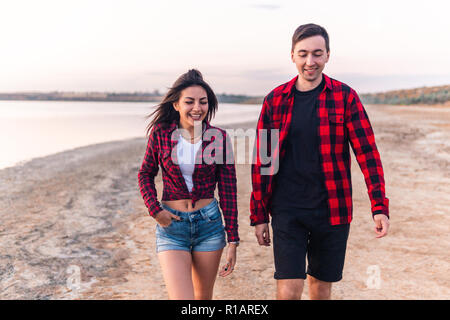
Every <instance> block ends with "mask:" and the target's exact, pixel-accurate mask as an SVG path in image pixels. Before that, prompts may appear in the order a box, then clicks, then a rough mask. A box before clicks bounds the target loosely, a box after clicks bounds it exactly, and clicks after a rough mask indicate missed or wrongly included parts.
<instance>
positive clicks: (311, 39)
mask: <svg viewBox="0 0 450 320" xmlns="http://www.w3.org/2000/svg"><path fill="white" fill-rule="evenodd" d="M291 57H292V62H293V63H295V65H296V67H297V70H298V76H296V77H295V78H294V79H292V80H291V81H289V82H287V83H285V84H282V85H281V86H279V87H277V88H275V89H274V90H272V92H270V93H269V94H268V95H267V96H266V97H265V99H264V104H263V107H262V110H261V114H260V117H259V120H258V125H257V138H256V149H255V151H258V152H256V153H255V156H256V158H255V160H256V161H255V162H254V164H253V165H252V184H253V192H252V195H251V200H250V211H251V215H250V220H251V225H252V226H255V235H256V238H257V240H258V243H259V244H260V245H264V246H269V245H270V234H269V226H268V222H269V215H271V216H272V229H273V242H274V247H273V250H274V261H275V274H274V277H275V279H277V299H300V298H301V294H302V291H303V282H304V279H306V273H307V274H308V285H309V293H310V298H311V299H330V297H331V284H332V282H336V281H339V280H341V278H342V270H343V267H344V258H345V250H346V244H347V238H348V234H349V227H350V222H351V220H352V187H351V176H350V152H349V143H350V145H351V147H352V149H353V152H354V153H355V155H356V159H357V161H358V164H359V166H360V168H361V170H362V172H363V174H364V179H365V182H366V185H367V189H368V194H369V197H370V202H371V209H372V215H373V220H374V222H375V232H376V234H377V238H381V237H383V236H385V235H386V234H387V231H388V228H389V219H388V218H389V209H388V207H389V201H388V198H386V196H385V186H384V177H383V169H382V165H381V161H380V155H379V153H378V151H377V147H376V145H375V139H374V134H373V131H372V128H371V125H370V122H369V119H368V117H367V113H366V111H365V110H364V107H363V105H362V104H361V102H360V100H359V97H358V95H357V93H356V92H355V91H354V90H353V89H352V88H350V87H349V86H347V85H345V84H344V83H342V82H339V81H337V80H334V79H331V78H329V77H328V76H326V75H325V74H323V73H322V70H323V69H324V67H325V64H326V63H327V62H328V59H329V57H330V47H329V38H328V34H327V32H326V30H325V29H324V28H322V27H321V26H318V25H315V24H306V25H301V26H300V27H298V28H297V30H296V31H295V33H294V35H293V37H292V50H291ZM261 129H266V130H267V133H268V135H266V136H264V135H260V133H261V132H262V131H263V130H261ZM274 130H279V131H276V132H278V133H279V139H278V140H277V142H278V145H277V147H278V148H275V149H274V150H275V151H272V153H271V157H272V159H271V162H270V164H265V162H264V161H262V157H263V156H264V155H265V153H266V152H265V148H267V150H273V145H272V146H271V141H272V143H273V141H274V140H272V139H271V135H270V133H272V134H274V133H273V132H274ZM265 137H267V138H268V139H267V140H266V139H265ZM263 149H264V151H263ZM277 151H278V152H277ZM274 163H278V164H279V169H278V172H277V167H274ZM268 167H269V168H268ZM267 171H268V172H269V174H267ZM306 257H307V258H308V268H307V272H305V269H306V261H305V260H306Z"/></svg>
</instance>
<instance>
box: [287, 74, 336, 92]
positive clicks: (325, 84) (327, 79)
mask: <svg viewBox="0 0 450 320" xmlns="http://www.w3.org/2000/svg"><path fill="white" fill-rule="evenodd" d="M322 75H323V77H324V78H325V87H324V90H325V89H329V90H333V84H332V83H331V79H330V77H328V76H327V75H326V74H325V73H322ZM297 79H298V75H297V76H295V77H294V78H293V79H292V80H291V81H289V82H288V83H287V84H286V87H285V88H284V89H283V94H290V93H292V92H293V91H294V90H293V89H294V87H295V83H296V82H297Z"/></svg>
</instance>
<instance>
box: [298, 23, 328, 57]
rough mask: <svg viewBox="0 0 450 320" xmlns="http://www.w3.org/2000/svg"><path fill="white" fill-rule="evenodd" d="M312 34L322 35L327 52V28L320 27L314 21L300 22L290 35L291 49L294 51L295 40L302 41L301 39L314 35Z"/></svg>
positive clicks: (307, 37) (327, 51) (301, 39)
mask: <svg viewBox="0 0 450 320" xmlns="http://www.w3.org/2000/svg"><path fill="white" fill-rule="evenodd" d="M314 36H322V37H323V38H324V39H325V47H326V49H327V52H329V51H330V38H329V37H328V33H327V30H325V28H324V27H321V26H319V25H317V24H314V23H308V24H302V25H301V26H300V27H298V28H297V29H296V30H295V32H294V35H293V36H292V49H291V51H294V47H295V45H296V44H297V42H299V41H302V40H303V39H306V38H309V37H314Z"/></svg>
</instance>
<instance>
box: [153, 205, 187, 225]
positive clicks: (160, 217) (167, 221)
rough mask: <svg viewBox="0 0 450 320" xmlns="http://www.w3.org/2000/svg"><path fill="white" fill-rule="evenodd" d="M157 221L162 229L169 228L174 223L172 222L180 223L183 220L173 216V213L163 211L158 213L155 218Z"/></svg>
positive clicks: (178, 216) (161, 211) (156, 221)
mask: <svg viewBox="0 0 450 320" xmlns="http://www.w3.org/2000/svg"><path fill="white" fill-rule="evenodd" d="M155 220H156V222H158V223H159V225H160V226H161V227H168V226H170V224H171V223H172V220H178V221H180V220H181V218H180V217H179V216H177V215H175V214H173V213H172V212H170V211H167V210H165V209H163V210H162V211H160V212H158V214H157V215H156V217H155Z"/></svg>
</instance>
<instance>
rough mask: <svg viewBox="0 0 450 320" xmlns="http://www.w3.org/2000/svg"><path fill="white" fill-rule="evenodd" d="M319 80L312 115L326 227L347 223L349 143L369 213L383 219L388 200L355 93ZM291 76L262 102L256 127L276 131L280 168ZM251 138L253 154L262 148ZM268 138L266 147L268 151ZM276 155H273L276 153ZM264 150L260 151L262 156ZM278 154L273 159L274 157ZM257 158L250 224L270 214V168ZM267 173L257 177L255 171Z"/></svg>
mask: <svg viewBox="0 0 450 320" xmlns="http://www.w3.org/2000/svg"><path fill="white" fill-rule="evenodd" d="M323 76H324V78H325V87H324V89H323V90H322V92H321V93H320V94H319V96H318V108H317V116H318V118H319V126H318V136H319V143H320V146H319V150H320V151H319V152H320V163H321V165H322V171H323V177H324V182H325V187H326V189H327V191H328V208H329V222H330V224H331V225H339V224H347V223H350V222H351V220H352V185H351V175H350V164H351V162H350V151H349V142H350V145H351V147H352V149H353V152H354V153H355V155H356V160H357V161H358V164H359V166H360V168H361V171H362V173H363V175H364V179H365V183H366V185H367V190H368V194H369V198H370V202H371V209H372V214H373V215H375V214H385V215H386V216H388V217H389V200H388V198H386V195H385V183H384V174H383V168H382V165H381V160H380V155H379V153H378V150H377V147H376V144H375V137H374V134H373V131H372V127H371V125H370V122H369V118H368V116H367V113H366V111H365V110H364V107H363V105H362V103H361V101H360V100H359V97H358V95H357V93H356V92H355V91H354V90H353V89H352V88H350V87H349V86H347V85H345V84H344V83H342V82H339V81H337V80H334V79H332V78H329V77H328V76H326V75H325V74H323ZM297 78H298V76H297V77H295V78H294V79H292V80H291V81H289V82H287V83H285V84H283V85H281V86H279V87H277V88H275V89H274V90H273V91H272V92H270V93H269V94H268V95H267V96H266V97H265V99H264V103H263V106H262V109H261V114H260V117H259V120H258V124H257V132H259V130H260V129H279V130H280V131H279V139H278V146H279V148H278V149H276V150H275V151H276V152H275V153H274V154H273V155H272V157H274V158H278V157H279V158H278V160H279V162H278V163H281V159H282V158H283V156H284V154H285V153H286V150H285V148H284V143H285V140H286V138H287V136H288V133H289V128H290V125H291V120H292V107H293V105H294V90H293V88H294V87H295V83H296V82H297ZM261 139H262V138H261V137H260V136H259V135H258V134H257V136H256V142H255V147H256V148H255V151H256V150H260V149H261V148H262V149H265V147H264V146H265V144H264V143H262V141H261ZM270 147H271V146H270V134H269V135H268V143H267V148H268V150H270ZM277 151H278V152H277ZM264 152H265V150H263V151H262V154H263V155H264V154H265V153H264ZM278 153H279V154H278ZM260 157H261V156H260V154H259V153H258V152H255V154H254V162H253V163H254V164H253V165H252V184H253V192H252V194H251V199H250V212H251V213H250V223H251V225H253V226H254V225H257V224H260V223H268V222H269V215H271V205H270V200H271V195H272V186H273V177H274V174H276V172H275V170H276V167H275V166H274V165H273V164H271V163H269V164H267V165H264V164H263V163H262V161H261V159H260ZM263 168H264V169H266V168H267V169H266V170H270V173H271V174H268V175H264V174H261V169H263Z"/></svg>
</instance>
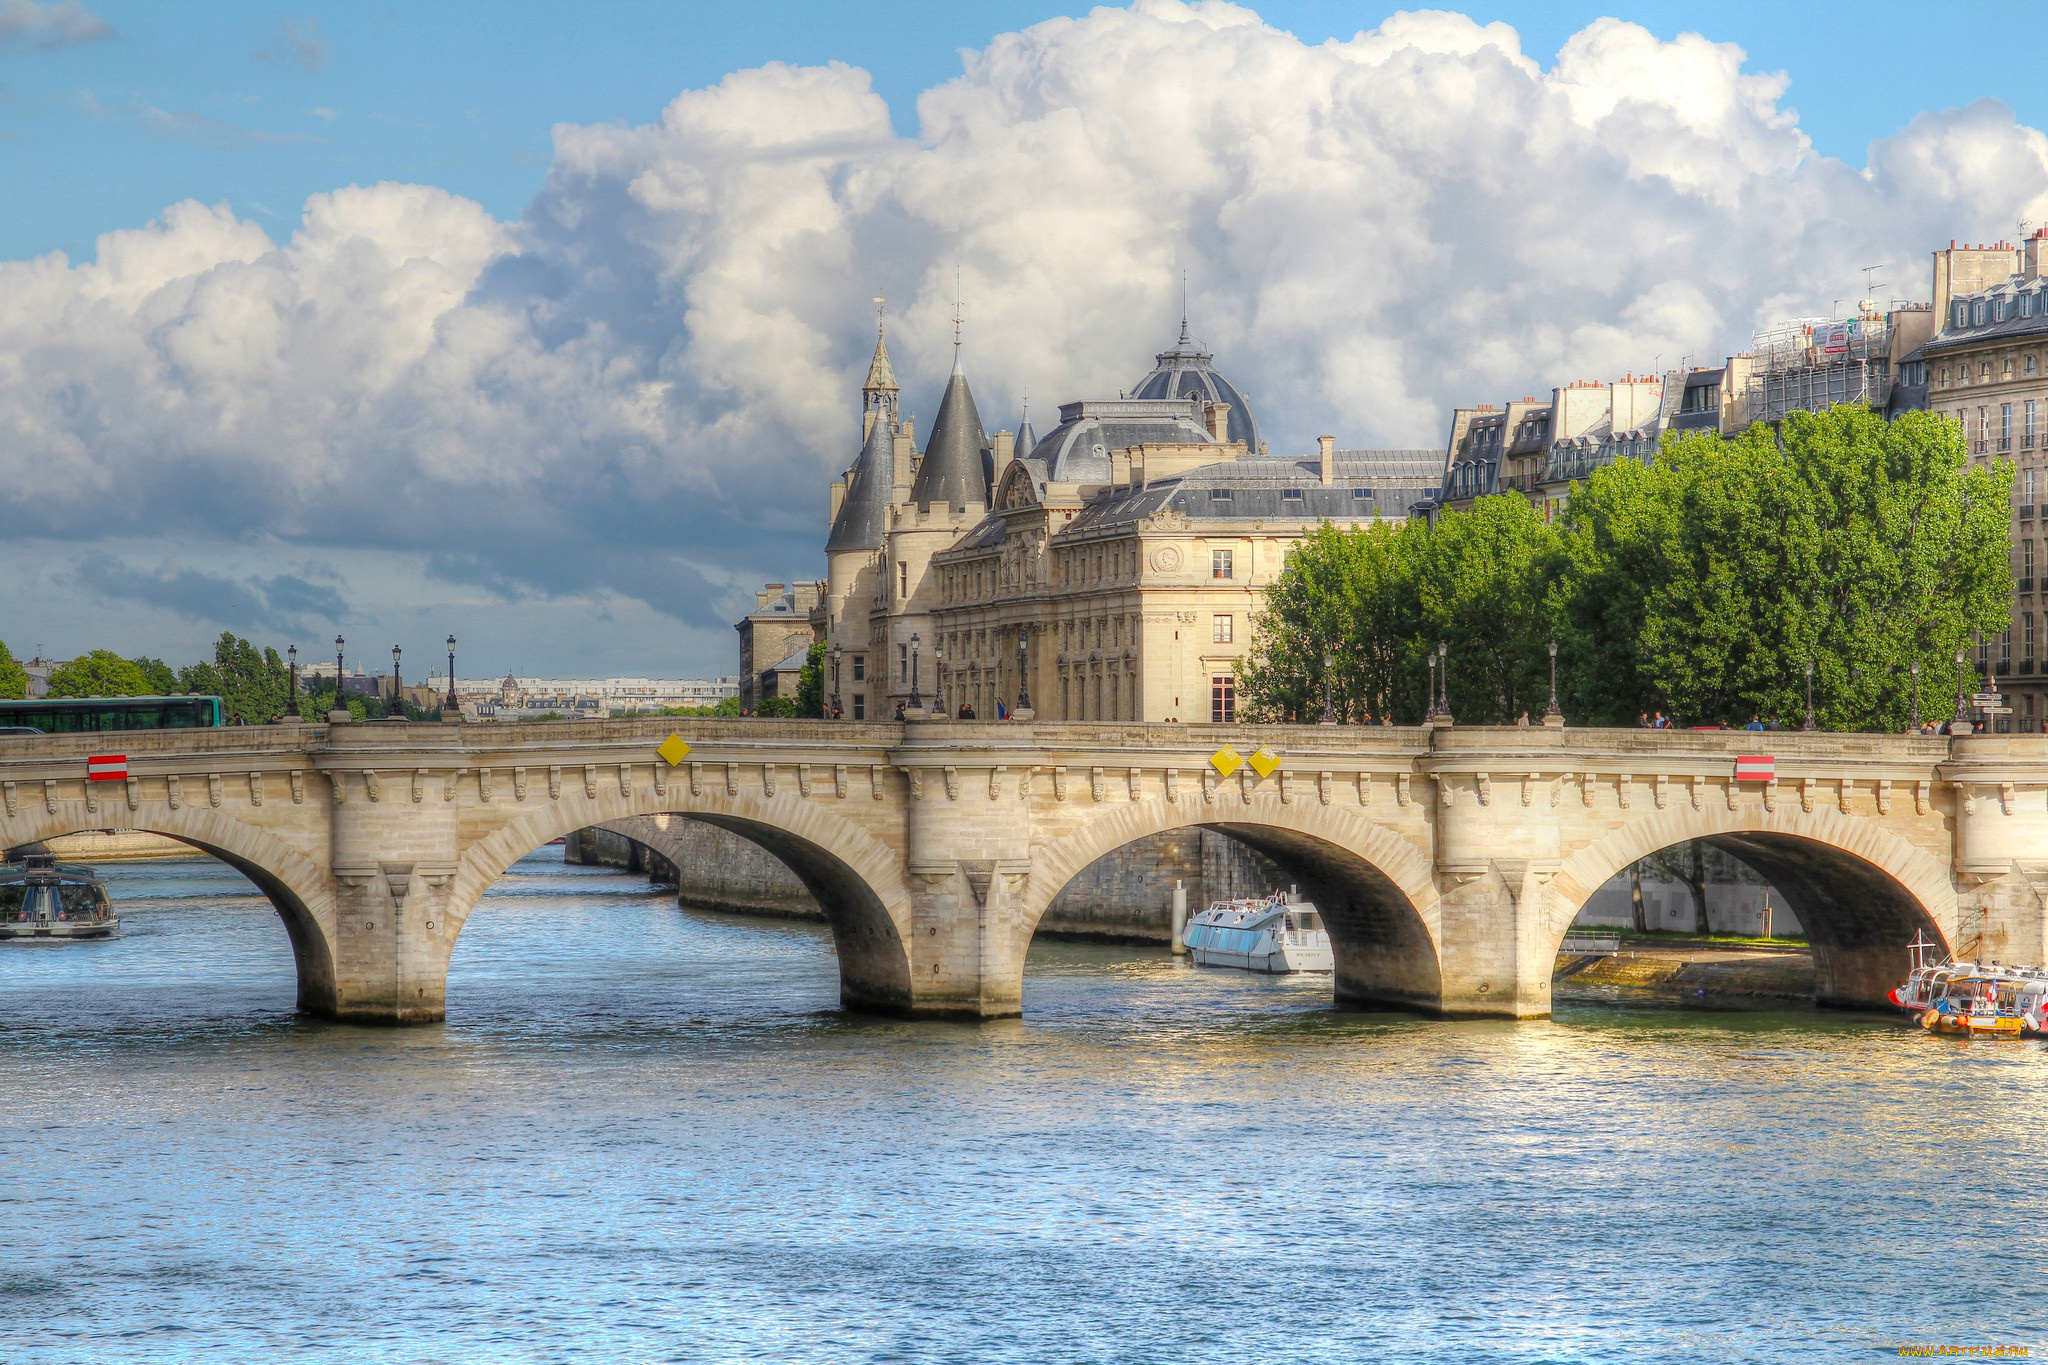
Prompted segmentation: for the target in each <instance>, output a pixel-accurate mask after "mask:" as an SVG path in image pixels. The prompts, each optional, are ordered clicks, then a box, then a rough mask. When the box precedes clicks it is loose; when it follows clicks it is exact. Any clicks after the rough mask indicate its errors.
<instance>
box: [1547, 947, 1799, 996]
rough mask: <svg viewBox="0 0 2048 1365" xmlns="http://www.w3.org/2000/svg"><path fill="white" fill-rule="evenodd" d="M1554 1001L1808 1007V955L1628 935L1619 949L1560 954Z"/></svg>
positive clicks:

* * * * * * *

## Exercise instructions
Could you print exactly the lines from the one containing "1001L1808 1007V955L1628 935L1619" through the last line of the records above?

## Result for this task
rough mask: <svg viewBox="0 0 2048 1365" xmlns="http://www.w3.org/2000/svg"><path fill="white" fill-rule="evenodd" d="M1554 1001L1808 1007V955L1628 935L1619 949L1560 954Z"/></svg>
positive clicks:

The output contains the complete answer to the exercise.